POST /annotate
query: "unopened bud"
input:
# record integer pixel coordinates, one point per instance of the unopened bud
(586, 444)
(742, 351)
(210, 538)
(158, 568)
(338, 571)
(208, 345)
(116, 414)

* * *

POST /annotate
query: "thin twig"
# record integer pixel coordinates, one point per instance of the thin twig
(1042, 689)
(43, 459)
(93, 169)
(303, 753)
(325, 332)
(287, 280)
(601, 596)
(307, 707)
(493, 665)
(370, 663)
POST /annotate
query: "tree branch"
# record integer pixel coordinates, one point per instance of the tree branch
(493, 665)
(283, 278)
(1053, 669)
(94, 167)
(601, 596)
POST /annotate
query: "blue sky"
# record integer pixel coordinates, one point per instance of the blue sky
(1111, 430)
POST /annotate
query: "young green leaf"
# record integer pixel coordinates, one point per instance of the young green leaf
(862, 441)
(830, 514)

• **What you are asked to do**: Pull out each line in the entries above that contains the word "thin".

• **Correct answer**:
query: "thin twig"
# record integer pixel coordinates, one point per instance of the thin twig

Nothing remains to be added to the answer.